* **Pointing dataset excerpts**:
──────

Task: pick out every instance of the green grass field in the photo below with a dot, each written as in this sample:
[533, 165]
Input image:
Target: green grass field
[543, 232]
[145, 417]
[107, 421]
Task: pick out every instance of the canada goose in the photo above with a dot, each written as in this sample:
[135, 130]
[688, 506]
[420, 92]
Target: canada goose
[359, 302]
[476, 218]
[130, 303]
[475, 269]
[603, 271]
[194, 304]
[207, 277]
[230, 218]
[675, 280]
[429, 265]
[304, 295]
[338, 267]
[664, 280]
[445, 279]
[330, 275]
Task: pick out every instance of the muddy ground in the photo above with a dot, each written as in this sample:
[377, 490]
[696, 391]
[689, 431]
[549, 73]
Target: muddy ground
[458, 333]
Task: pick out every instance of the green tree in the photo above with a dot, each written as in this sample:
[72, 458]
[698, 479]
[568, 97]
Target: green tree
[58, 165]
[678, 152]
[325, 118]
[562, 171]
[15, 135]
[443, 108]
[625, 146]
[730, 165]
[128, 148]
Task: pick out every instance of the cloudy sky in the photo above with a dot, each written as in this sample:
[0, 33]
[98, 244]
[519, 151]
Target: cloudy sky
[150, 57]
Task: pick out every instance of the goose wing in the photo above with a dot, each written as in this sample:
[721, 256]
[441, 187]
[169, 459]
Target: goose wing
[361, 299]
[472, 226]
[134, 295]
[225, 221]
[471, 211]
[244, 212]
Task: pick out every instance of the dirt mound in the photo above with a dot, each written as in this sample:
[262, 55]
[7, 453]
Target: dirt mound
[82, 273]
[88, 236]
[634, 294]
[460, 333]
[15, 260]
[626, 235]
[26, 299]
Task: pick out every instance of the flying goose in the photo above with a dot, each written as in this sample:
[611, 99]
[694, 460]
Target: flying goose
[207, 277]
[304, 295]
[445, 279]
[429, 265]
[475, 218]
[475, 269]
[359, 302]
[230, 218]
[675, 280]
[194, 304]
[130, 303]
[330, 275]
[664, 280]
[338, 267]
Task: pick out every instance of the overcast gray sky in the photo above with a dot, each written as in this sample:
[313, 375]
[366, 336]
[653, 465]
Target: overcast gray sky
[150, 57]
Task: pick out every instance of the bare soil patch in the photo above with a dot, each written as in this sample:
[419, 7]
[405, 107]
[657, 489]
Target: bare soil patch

──────

* **CHALLENGE**: Please write out the listing's lines from the one holding "Task: pick out every instance of the bare" through the last line of the listing, both included, copying each line without change.

* **ANSWER IN FULL**:
Task: pick out every instance of the bare soil patch in the photo above with a dot, each written as in this sample:
[419, 7]
[405, 107]
[657, 489]
Target: bare soil patch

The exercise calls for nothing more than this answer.